[Do this]
Return each line of the listing below that contains the word "instance".

[Records supplied]
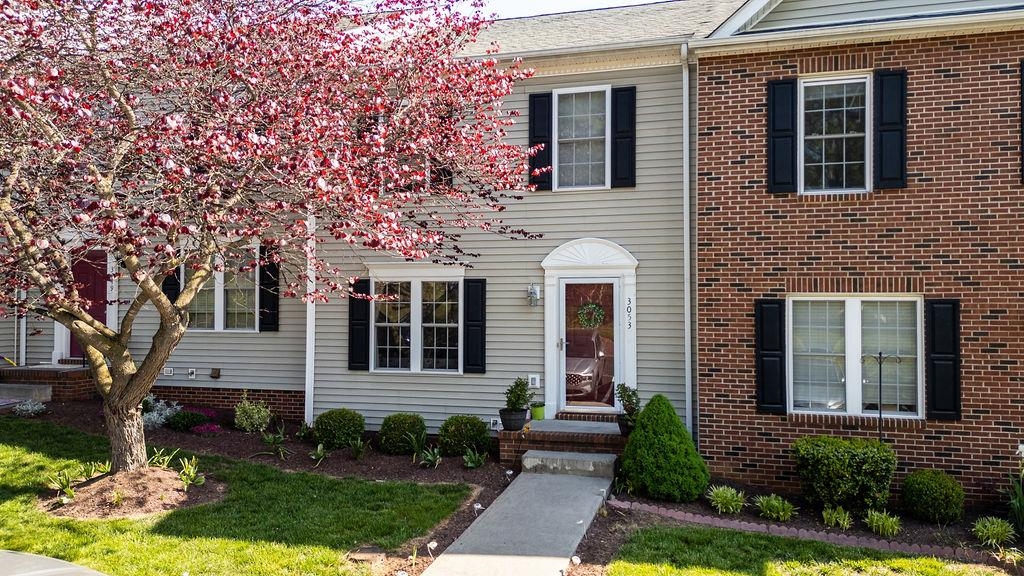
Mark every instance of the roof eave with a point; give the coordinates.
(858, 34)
---
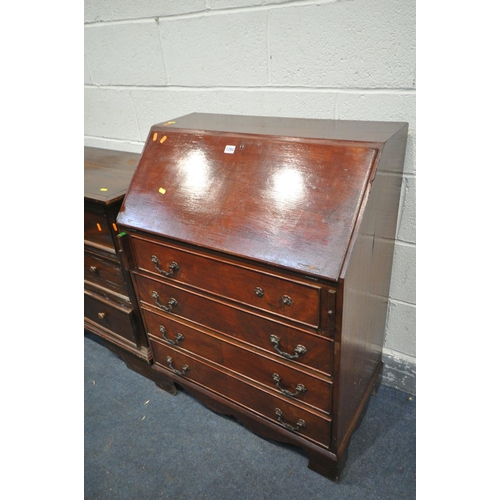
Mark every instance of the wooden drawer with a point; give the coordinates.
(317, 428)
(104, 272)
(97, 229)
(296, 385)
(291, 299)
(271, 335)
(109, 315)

[Exercise solution]
Mark every instance of the roof eave with a point; give the coordinates.
Mark every instance of the wooden drawer with a point; give the coordinates.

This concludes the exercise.